▸ **Provided data**:
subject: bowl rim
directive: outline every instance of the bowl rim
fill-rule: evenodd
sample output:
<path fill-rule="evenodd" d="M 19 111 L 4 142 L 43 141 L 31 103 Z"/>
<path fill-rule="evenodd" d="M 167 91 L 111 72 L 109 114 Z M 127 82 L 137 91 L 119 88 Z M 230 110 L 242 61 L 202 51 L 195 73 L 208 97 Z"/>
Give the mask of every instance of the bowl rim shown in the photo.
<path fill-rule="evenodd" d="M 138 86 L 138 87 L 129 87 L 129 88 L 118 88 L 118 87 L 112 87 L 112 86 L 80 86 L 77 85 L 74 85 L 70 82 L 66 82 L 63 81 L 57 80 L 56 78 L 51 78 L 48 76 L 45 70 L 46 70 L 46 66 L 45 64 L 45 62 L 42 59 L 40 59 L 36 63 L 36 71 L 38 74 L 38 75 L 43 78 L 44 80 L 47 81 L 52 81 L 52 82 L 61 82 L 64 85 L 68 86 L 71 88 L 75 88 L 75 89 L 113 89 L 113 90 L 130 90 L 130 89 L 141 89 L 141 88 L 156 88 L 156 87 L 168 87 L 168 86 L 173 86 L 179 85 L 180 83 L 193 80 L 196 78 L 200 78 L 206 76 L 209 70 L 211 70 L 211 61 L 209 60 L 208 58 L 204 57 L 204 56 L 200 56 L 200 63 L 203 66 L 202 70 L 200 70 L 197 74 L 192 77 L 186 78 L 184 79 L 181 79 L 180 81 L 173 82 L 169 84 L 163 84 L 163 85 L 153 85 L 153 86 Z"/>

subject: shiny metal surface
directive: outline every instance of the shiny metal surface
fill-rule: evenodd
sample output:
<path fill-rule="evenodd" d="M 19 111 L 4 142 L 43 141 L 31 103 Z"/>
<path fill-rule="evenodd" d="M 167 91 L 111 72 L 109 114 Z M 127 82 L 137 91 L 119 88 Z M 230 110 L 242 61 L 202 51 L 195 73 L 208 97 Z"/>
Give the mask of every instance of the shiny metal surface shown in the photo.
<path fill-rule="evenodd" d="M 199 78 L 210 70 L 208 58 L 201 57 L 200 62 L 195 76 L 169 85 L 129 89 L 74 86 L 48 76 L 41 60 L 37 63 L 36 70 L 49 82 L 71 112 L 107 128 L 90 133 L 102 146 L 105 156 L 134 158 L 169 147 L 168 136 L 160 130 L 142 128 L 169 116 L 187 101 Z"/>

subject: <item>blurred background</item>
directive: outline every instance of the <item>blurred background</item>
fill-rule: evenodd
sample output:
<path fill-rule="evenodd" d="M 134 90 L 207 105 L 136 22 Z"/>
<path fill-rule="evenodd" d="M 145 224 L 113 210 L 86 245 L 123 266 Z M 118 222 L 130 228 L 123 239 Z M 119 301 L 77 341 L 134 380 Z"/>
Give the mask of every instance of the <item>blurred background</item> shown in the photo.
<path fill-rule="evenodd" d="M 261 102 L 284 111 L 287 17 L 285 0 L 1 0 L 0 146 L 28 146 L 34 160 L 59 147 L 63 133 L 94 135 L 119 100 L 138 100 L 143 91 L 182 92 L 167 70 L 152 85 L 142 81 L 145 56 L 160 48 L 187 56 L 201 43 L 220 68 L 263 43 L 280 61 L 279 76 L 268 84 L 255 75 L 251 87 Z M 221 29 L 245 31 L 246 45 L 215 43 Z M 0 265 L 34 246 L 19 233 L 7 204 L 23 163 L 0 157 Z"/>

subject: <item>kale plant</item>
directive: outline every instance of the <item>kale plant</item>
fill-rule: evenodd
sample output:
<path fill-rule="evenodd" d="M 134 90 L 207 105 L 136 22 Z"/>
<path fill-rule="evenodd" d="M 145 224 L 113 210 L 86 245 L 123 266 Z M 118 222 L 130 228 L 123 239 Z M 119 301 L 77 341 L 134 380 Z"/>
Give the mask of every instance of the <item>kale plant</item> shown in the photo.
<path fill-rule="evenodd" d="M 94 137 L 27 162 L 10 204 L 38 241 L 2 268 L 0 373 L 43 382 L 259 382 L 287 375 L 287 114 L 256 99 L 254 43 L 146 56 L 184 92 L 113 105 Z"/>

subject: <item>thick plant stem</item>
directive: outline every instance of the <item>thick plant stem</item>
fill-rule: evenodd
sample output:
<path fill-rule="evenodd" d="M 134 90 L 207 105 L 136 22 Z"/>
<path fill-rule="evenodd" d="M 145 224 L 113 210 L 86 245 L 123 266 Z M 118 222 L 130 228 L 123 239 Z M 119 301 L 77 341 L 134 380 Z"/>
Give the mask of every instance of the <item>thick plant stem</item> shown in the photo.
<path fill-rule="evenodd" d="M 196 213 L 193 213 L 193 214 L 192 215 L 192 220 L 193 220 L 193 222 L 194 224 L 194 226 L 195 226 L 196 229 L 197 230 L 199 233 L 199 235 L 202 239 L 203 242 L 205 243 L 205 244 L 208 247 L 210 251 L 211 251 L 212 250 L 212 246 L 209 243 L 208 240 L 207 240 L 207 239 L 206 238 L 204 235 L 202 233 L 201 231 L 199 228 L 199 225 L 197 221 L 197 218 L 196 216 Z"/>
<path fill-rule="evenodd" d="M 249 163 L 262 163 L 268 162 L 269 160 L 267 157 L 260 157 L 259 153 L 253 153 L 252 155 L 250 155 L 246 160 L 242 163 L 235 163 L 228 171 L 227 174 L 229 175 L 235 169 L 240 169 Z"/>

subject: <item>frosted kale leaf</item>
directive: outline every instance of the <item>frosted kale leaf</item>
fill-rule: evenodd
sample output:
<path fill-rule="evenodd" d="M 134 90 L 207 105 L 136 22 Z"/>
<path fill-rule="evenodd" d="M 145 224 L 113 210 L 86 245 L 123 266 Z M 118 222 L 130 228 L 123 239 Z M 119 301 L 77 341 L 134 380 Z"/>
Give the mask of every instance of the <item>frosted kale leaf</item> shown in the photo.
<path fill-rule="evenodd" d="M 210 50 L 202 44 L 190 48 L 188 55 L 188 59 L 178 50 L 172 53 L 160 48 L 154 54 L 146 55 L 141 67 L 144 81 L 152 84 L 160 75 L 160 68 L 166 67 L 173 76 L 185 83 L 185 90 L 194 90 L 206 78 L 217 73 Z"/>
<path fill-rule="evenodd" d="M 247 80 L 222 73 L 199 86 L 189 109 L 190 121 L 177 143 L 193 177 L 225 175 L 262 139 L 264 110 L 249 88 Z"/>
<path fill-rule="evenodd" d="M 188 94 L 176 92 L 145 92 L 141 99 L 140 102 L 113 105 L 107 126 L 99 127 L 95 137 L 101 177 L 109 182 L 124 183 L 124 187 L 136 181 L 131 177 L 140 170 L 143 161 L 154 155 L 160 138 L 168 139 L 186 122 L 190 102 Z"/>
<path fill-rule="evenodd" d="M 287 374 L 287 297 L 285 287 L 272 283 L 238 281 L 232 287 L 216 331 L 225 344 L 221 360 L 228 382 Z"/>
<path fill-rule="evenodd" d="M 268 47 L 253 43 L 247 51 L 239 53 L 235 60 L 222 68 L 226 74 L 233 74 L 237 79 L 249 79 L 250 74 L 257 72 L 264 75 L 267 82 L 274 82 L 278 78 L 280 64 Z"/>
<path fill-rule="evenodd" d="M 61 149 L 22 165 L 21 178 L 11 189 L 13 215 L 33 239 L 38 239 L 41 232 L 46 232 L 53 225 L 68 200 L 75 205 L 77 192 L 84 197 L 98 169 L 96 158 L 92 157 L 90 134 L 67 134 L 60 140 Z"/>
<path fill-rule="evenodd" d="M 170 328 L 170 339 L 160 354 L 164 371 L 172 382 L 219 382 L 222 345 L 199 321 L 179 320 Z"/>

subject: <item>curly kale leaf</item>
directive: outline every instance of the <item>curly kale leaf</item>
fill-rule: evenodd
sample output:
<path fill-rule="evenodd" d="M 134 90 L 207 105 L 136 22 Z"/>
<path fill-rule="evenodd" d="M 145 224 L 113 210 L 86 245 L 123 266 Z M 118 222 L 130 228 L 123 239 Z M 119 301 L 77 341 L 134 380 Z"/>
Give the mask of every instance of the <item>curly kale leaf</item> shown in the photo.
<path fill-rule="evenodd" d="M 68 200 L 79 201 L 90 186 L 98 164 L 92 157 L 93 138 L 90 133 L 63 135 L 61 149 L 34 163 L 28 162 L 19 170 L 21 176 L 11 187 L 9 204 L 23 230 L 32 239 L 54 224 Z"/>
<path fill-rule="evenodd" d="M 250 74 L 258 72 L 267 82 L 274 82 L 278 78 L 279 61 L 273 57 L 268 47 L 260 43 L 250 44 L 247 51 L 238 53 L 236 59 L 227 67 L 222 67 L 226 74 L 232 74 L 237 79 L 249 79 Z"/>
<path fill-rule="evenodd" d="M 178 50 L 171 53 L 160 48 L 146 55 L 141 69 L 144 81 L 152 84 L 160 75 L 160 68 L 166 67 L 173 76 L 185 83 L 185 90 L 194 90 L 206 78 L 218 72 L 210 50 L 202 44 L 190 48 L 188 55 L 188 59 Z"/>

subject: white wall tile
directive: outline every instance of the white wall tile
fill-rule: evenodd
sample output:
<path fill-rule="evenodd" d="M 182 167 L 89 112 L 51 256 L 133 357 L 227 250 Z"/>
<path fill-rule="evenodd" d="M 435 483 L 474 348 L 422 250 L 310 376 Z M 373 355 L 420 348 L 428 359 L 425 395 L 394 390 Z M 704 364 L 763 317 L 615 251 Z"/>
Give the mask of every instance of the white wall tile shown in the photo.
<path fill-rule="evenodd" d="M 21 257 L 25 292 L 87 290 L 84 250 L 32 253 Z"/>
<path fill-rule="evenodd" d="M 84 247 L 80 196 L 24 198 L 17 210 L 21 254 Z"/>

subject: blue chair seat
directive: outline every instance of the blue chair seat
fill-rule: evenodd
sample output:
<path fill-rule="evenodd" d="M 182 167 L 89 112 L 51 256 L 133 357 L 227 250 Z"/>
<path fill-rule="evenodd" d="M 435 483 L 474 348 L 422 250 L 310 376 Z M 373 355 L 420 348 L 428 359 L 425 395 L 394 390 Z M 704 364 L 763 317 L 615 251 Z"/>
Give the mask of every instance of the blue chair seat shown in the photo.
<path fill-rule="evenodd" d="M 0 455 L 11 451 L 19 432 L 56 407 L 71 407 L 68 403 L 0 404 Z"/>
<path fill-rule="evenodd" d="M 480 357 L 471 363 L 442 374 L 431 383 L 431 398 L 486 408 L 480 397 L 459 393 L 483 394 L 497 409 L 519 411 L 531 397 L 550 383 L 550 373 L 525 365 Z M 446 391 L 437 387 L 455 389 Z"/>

▸ **Written problem**: Copy out the data word for word, from its first line through the line that contains "138 86 L 138", both included.

▸ **Response to this task**:
subject: bowl rim
directive: outline every instance of the bowl rim
fill-rule: evenodd
sample output:
<path fill-rule="evenodd" d="M 19 111 L 4 142 L 43 141 L 31 103 Z"/>
<path fill-rule="evenodd" d="M 167 91 L 111 72 L 109 114 Z M 127 82 L 137 91 L 119 88 Z M 230 110 L 242 61 L 202 51 L 195 73 L 208 97 Z"/>
Give the mask of every instance of the bowl rim shown in the photo.
<path fill-rule="evenodd" d="M 138 86 L 138 87 L 129 87 L 129 88 L 118 88 L 118 87 L 112 87 L 112 86 L 80 86 L 77 85 L 74 85 L 70 82 L 66 82 L 63 81 L 57 80 L 56 78 L 51 78 L 48 76 L 45 70 L 46 70 L 46 66 L 45 64 L 45 62 L 42 59 L 40 59 L 36 63 L 36 71 L 38 74 L 38 75 L 43 78 L 44 80 L 47 81 L 52 81 L 52 82 L 61 82 L 64 85 L 68 86 L 71 88 L 75 88 L 75 89 L 113 89 L 113 90 L 130 90 L 130 89 L 141 89 L 141 88 L 156 88 L 156 87 L 168 87 L 168 86 L 173 86 L 179 85 L 180 83 L 193 80 L 196 78 L 200 78 L 206 76 L 209 70 L 211 70 L 211 61 L 209 60 L 208 58 L 204 57 L 204 56 L 200 56 L 200 63 L 203 66 L 202 70 L 200 70 L 197 74 L 192 77 L 186 78 L 184 79 L 181 79 L 180 81 L 173 82 L 169 84 L 163 84 L 163 85 L 153 85 L 153 86 Z"/>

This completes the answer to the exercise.